-------- Excerpted records --------

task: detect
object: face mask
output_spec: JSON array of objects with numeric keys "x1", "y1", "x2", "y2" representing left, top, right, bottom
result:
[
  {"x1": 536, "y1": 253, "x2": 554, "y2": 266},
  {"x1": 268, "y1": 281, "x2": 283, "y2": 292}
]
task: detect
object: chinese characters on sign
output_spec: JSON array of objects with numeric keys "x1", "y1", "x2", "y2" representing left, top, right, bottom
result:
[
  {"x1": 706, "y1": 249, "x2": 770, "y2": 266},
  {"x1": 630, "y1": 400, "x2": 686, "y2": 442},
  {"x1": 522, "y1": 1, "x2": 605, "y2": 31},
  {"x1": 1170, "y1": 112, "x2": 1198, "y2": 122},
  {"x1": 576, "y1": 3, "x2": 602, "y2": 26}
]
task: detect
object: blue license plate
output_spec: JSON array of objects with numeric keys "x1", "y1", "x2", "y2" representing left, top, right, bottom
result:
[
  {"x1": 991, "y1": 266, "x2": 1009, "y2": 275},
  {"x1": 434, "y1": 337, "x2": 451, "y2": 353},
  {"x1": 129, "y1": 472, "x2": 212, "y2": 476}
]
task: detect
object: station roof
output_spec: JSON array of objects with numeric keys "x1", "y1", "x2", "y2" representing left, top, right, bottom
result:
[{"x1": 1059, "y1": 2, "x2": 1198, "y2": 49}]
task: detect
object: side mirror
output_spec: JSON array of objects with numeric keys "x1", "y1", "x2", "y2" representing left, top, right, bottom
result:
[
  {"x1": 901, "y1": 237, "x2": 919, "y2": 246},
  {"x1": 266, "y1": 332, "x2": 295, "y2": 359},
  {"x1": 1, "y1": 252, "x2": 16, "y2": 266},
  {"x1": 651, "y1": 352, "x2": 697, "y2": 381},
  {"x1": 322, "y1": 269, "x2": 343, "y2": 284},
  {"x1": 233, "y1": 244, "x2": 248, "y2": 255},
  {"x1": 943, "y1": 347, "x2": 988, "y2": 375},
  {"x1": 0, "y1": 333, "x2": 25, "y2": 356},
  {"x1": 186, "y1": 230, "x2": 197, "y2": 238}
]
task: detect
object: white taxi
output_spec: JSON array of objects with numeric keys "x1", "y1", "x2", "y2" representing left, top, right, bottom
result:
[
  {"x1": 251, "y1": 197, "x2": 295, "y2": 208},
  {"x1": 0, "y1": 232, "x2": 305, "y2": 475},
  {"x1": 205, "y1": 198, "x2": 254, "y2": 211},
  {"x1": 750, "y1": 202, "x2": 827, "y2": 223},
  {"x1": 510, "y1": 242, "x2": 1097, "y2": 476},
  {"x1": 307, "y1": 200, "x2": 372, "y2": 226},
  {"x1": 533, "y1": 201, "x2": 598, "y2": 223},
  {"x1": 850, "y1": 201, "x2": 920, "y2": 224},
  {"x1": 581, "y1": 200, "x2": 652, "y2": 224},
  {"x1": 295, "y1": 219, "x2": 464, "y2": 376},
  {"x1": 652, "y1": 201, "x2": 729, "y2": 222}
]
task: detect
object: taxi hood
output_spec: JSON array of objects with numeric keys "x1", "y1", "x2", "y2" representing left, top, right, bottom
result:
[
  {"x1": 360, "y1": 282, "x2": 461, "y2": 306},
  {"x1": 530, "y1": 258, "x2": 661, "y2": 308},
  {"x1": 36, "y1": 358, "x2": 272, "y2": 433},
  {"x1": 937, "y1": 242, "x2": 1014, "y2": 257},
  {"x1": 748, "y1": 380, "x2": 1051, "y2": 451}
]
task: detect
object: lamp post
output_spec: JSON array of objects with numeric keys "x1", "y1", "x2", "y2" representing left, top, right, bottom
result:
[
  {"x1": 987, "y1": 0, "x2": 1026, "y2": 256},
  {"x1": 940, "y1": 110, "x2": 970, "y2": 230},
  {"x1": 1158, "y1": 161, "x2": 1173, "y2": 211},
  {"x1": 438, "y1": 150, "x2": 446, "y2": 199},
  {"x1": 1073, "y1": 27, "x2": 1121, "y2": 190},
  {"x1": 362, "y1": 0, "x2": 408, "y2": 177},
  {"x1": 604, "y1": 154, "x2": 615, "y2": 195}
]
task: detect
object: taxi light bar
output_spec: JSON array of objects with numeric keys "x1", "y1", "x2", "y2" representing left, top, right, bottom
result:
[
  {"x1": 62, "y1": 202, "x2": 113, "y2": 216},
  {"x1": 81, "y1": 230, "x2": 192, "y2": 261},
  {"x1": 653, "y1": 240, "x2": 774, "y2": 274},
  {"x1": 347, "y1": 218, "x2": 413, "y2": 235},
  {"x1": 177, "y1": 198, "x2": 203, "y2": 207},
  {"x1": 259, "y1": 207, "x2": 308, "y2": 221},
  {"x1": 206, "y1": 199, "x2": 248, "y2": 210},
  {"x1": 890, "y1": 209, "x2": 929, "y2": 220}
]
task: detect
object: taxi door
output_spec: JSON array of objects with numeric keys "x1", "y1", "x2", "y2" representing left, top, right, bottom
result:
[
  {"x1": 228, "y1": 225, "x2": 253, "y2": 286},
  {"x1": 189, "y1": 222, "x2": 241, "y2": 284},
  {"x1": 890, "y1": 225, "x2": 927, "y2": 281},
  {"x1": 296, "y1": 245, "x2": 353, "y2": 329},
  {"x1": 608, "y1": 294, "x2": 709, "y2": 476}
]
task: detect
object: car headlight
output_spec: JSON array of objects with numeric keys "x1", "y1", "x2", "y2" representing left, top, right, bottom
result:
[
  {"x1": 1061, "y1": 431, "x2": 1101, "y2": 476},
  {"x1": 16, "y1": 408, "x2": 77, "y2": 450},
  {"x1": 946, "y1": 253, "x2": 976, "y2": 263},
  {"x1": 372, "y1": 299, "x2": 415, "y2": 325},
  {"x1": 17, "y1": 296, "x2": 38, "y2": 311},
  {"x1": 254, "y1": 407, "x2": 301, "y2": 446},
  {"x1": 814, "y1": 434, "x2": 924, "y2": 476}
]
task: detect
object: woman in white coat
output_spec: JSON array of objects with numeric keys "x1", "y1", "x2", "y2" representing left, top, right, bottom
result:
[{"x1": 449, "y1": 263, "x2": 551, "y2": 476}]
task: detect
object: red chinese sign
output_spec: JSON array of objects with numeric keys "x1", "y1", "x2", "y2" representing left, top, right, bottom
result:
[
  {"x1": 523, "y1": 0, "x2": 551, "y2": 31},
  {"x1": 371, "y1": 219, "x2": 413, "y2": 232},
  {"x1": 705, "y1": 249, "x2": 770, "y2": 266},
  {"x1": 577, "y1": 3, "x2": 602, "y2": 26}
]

--------
-------- Excerpted records --------

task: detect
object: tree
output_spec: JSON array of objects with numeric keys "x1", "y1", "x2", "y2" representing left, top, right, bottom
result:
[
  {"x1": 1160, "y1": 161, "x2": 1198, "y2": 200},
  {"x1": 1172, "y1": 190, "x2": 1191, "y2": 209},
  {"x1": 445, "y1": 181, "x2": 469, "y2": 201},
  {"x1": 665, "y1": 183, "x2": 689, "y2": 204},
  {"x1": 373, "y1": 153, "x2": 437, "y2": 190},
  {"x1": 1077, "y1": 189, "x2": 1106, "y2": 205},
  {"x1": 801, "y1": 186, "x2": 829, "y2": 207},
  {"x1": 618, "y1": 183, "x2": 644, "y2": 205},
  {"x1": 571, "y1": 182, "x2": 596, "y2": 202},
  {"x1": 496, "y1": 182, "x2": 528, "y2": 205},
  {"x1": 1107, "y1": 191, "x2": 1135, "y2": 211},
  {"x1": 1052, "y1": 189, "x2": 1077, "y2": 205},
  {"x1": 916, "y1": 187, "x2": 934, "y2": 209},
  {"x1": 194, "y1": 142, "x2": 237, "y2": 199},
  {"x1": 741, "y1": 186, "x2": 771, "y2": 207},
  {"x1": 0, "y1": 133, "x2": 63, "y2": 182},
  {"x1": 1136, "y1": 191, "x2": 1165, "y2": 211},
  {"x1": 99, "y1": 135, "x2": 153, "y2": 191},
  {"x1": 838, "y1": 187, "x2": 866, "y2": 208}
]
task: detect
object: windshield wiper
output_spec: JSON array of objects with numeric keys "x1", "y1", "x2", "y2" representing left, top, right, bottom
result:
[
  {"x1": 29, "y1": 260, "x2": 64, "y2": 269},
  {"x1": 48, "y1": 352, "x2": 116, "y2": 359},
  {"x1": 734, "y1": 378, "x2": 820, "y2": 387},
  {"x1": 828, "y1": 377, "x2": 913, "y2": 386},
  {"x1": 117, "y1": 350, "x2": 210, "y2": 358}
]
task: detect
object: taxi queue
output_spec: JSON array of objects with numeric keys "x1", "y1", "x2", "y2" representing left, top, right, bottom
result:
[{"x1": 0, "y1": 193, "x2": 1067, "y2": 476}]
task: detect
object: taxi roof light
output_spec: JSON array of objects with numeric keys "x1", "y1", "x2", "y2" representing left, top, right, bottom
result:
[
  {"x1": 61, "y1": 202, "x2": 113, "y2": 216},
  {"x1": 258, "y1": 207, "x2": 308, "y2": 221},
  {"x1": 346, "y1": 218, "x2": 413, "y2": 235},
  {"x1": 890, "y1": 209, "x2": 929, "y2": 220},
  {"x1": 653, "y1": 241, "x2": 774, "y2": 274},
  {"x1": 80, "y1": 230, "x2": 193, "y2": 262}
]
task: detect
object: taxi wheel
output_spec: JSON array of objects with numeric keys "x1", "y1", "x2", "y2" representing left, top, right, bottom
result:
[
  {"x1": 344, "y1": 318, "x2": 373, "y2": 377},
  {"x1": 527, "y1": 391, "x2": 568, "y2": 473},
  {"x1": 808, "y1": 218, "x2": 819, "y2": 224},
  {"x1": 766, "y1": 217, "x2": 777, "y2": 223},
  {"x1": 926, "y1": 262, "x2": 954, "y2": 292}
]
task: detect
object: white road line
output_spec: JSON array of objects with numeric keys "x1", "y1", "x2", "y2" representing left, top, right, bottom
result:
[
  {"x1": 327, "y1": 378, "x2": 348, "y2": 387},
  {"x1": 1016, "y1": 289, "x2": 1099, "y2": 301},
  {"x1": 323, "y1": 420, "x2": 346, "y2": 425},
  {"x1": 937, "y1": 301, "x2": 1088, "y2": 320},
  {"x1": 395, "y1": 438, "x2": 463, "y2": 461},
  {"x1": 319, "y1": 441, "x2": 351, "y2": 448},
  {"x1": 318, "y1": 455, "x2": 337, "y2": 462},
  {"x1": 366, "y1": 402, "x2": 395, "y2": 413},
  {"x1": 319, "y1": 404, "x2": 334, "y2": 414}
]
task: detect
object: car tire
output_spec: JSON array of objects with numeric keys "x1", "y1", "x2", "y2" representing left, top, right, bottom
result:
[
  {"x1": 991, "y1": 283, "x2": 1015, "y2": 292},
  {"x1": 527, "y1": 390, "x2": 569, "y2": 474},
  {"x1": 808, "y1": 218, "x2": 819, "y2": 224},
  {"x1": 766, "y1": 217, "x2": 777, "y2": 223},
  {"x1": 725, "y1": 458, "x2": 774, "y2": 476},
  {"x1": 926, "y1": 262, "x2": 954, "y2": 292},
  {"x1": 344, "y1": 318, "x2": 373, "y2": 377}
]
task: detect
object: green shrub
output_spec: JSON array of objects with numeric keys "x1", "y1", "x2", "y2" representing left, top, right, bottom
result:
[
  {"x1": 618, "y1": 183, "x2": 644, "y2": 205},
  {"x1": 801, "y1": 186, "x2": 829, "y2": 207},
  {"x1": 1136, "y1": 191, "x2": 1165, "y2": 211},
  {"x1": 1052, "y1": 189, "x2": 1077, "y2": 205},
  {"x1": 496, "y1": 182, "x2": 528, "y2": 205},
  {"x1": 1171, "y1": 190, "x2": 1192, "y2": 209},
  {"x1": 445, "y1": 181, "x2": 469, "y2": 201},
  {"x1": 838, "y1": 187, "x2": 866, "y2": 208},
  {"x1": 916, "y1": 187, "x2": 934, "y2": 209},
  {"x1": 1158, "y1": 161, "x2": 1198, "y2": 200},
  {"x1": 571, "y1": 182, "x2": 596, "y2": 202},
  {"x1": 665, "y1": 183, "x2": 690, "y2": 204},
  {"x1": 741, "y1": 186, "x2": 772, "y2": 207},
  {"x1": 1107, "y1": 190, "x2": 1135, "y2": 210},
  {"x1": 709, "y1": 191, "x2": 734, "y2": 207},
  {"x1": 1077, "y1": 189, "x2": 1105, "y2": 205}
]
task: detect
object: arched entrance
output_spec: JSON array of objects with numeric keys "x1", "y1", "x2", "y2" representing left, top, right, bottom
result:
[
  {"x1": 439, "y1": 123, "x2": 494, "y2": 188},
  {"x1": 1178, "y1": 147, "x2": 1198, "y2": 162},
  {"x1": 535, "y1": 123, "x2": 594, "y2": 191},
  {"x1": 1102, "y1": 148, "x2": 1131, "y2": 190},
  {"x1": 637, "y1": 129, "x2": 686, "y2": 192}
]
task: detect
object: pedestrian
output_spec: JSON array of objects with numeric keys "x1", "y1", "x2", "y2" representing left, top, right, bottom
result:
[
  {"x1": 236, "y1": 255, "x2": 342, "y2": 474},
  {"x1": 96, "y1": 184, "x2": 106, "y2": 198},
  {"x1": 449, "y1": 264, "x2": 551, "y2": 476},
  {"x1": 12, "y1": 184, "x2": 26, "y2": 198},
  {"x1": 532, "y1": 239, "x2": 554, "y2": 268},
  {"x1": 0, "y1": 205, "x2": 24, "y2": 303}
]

--------

Problem requirements: Gather each line from the entries above that includes the word "sign".

Task solution:
object: chinese characters on sign
object: red chinese sign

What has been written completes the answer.